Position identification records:

⟨

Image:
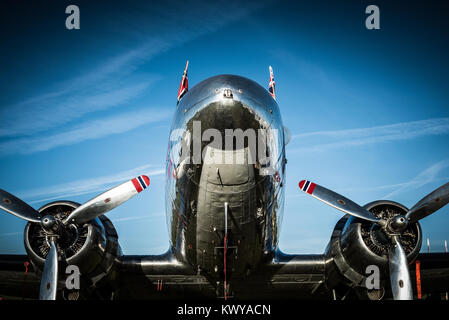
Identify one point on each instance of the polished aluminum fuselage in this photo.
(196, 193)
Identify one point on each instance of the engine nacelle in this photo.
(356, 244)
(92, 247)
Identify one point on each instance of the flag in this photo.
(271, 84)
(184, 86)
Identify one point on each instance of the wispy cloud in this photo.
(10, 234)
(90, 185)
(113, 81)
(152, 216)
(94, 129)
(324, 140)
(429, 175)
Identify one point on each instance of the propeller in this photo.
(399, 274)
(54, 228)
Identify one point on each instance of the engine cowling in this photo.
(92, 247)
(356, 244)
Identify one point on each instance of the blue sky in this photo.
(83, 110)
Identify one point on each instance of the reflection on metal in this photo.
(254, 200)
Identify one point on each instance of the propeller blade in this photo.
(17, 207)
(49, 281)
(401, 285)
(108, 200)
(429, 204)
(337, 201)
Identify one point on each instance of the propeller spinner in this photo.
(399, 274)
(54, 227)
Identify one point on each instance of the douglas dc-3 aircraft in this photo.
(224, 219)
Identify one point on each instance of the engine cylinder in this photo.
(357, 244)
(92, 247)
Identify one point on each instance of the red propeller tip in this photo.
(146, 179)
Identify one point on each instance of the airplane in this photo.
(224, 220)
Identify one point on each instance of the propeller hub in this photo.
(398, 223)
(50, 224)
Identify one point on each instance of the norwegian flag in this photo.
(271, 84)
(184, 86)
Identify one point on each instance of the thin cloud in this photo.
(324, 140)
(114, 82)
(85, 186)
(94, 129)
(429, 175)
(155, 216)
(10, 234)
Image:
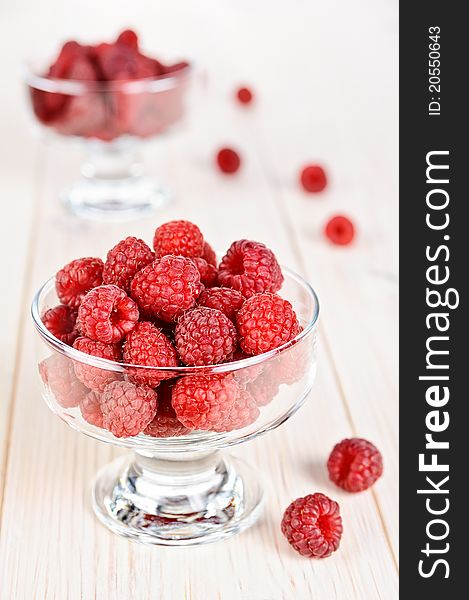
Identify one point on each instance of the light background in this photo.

⟩

GIVEN PROBLEM: Restate every line of the material, requests included, from the line with "Identify one point on each instance of the engine cylinder" through the end of the material. Shift each coordinate by -150 and leave out the pictures.

COMPLETED TASK:
Identify one point on each instance of the engine cylinder in this photo.
(207, 94)
(-58, 97)
Identify one point on each instance of the red propeller tip in this photo.
(-4, 29)
Identify one point on each instance of the airplane in this photo.
(74, 70)
Identify one point on each instance of the propeller hub in this photo.
(248, 73)
(-100, 74)
Identify one point on each instance of the norwegian flag in this photo.
(121, -66)
(34, -64)
Identify one point on each instance of the thin cloud in this photo.
(174, -10)
(-36, -68)
(-65, 36)
(-56, -21)
(279, 25)
(5, 66)
(-140, 84)
Image:
Identify one point on each instance of the light background in this photo.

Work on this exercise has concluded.